Referring expression data:
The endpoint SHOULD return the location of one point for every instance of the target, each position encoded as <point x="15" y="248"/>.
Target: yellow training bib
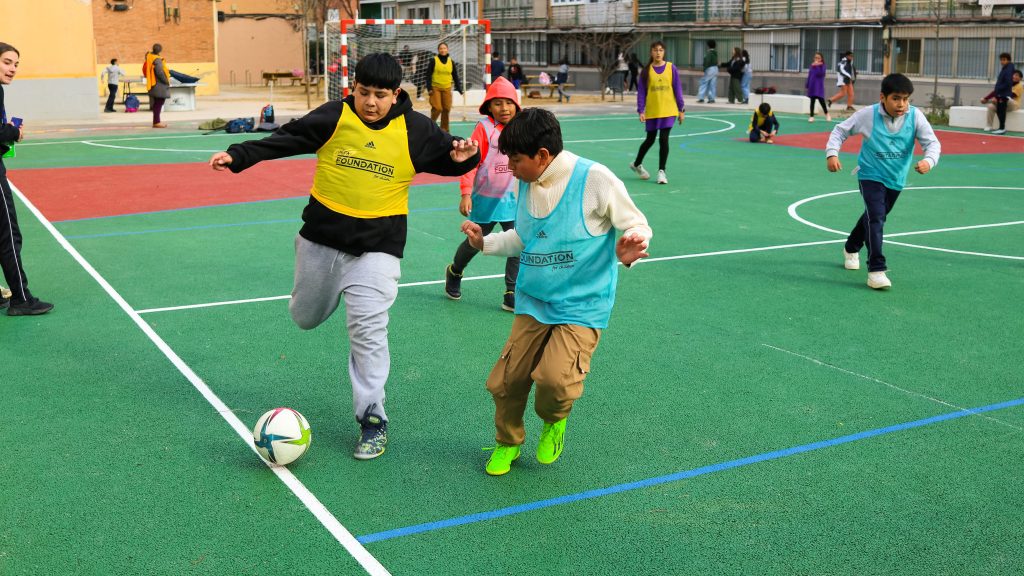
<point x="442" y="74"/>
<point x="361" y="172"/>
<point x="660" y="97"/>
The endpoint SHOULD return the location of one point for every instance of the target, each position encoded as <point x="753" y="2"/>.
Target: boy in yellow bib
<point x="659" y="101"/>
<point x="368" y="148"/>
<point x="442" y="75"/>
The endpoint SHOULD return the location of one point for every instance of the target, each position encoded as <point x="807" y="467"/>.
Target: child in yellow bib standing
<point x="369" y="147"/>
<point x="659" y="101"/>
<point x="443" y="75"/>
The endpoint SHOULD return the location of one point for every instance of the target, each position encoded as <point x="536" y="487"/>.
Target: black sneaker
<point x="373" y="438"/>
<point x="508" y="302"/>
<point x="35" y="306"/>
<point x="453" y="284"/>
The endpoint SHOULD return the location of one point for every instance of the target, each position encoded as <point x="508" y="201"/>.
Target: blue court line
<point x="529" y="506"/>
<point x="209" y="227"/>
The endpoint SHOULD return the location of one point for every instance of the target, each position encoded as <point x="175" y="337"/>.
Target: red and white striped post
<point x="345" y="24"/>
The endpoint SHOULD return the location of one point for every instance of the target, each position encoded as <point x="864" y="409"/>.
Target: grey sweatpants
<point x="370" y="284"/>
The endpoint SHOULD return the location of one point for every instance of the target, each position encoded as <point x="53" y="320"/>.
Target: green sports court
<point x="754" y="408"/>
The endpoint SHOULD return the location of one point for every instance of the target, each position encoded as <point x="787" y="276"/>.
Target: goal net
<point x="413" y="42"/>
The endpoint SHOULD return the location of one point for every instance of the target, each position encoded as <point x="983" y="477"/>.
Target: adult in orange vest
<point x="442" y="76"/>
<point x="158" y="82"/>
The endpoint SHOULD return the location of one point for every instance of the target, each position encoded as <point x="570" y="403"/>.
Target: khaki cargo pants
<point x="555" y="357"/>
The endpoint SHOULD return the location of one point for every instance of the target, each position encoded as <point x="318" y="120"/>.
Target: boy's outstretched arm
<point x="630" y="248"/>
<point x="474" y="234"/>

*Task details*. Leave out all images, then reproduce the entries above exactly.

*Result*.
The endpoint SHOULD return the location of one point for every instance of the target, each position encoded as <point x="15" y="248"/>.
Target: yellow training bib
<point x="442" y="74"/>
<point x="361" y="172"/>
<point x="660" y="97"/>
The endpoint SHOULD return the location of one point for every instance of the target, each position encoded as <point x="753" y="2"/>.
Target: boy in yellow bib
<point x="659" y="101"/>
<point x="368" y="148"/>
<point x="442" y="75"/>
The endpoint SHOULD return the location of one point for every instance of the target, each position encoded as <point x="807" y="467"/>.
Target: child in yellow bib standing
<point x="369" y="147"/>
<point x="659" y="101"/>
<point x="443" y="75"/>
The endpoint SHOULD return the location of one point for every instance of the target, each position encoded as <point x="536" y="487"/>.
Target: black sneaker
<point x="373" y="438"/>
<point x="508" y="302"/>
<point x="35" y="306"/>
<point x="453" y="284"/>
The endpoint SHOULD return the location of one point for every instance of the target, each position encoded as <point x="508" y="201"/>.
Target: blue court line
<point x="529" y="506"/>
<point x="209" y="227"/>
The endpoint SHOULD return the location of one point for every instance of the target, each position encoded as <point x="175" y="337"/>.
Target: red and white striped post
<point x="345" y="24"/>
The endpoint SHOULD return the location of one point for every instance of the target, each position encoded as <point x="864" y="409"/>.
Target: grey sweatpants
<point x="370" y="284"/>
The endpoint SHOULD return the location of one point for every instance of the target, each position encoded as <point x="53" y="320"/>.
Target: green sports court
<point x="754" y="408"/>
The endpoint SHOULD return the location of one point for every instance of the target, each position encoded as <point x="787" y="276"/>.
Target: goal net
<point x="413" y="42"/>
The endpoint SHOULD return the location of one point for every instance of the target, each position encoded as <point x="983" y="477"/>.
Target: adult in orange vest
<point x="442" y="76"/>
<point x="158" y="82"/>
The endpoint SHOULD return the location of one point for every instance of the target, each position encoded as <point x="570" y="403"/>.
Target: khaki cargo pants
<point x="555" y="357"/>
The endpoint SHOULD return the location of one point for every instance of the target, each position encoded as <point x="318" y="120"/>.
Target: boy's outstretched arm
<point x="630" y="248"/>
<point x="474" y="234"/>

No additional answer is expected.